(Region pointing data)
====================

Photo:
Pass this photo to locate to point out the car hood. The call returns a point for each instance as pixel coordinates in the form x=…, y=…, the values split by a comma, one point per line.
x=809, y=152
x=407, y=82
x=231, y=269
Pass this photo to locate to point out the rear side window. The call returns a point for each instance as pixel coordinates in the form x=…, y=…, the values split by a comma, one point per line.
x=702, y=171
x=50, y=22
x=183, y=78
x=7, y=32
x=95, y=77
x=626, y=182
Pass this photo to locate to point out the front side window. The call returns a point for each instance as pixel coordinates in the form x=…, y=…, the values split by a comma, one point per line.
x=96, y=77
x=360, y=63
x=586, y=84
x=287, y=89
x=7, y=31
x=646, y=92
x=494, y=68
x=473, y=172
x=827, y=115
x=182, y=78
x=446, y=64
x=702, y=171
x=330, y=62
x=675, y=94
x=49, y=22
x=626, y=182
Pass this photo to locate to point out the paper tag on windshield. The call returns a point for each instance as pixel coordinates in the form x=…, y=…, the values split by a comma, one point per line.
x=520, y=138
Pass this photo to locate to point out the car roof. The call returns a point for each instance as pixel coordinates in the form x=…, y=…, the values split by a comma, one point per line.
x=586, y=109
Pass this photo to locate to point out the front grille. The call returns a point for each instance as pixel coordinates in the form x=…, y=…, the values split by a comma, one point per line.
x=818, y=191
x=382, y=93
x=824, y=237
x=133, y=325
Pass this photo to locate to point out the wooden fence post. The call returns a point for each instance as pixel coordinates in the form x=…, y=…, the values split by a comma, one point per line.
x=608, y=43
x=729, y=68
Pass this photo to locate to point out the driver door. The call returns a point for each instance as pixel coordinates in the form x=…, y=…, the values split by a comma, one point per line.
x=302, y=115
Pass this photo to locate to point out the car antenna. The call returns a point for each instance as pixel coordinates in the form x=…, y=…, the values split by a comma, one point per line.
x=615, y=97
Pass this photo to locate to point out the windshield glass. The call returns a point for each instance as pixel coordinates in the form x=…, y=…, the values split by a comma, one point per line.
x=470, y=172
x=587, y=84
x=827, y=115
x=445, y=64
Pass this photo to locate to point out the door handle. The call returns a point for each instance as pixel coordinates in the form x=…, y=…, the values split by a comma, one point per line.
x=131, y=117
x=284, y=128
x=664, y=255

====================

◆ Assignment
Your answer must be the line containing "Pass this photo to locate to point out the wooden" and every line after it through the end of the records above, reproduced exactly and alone.

◆ Solution
Pass this photo to locate to point out the wooden fence post. The call returns a point for each instance as pixel coordinates in the form x=…, y=…, the values split by a comma, one point per line.
x=608, y=43
x=729, y=68
Pass this photo to locate to point out the driver door. The call returns a point for each instance as pixel coordinates in the form x=…, y=…, the values split by a comma, one point per line.
x=302, y=115
Pass this photo to locate to point out the car antenna. The call returns a point for each instance as pixel coordinates in the form x=…, y=…, the values split by a comma, one point per line.
x=615, y=97
Pass this photo to locate to point out the windshield glass. The call returns a point for each instance as pixel coordinates in the form x=…, y=…, the values split by a comma, one point per line.
x=470, y=172
x=587, y=84
x=827, y=115
x=445, y=64
Pass this photo to locate to point out the door handle. The call returns a point for each instance as pixel coordinates in the form x=…, y=…, the values split by a comma, one point per line.
x=131, y=117
x=284, y=128
x=664, y=255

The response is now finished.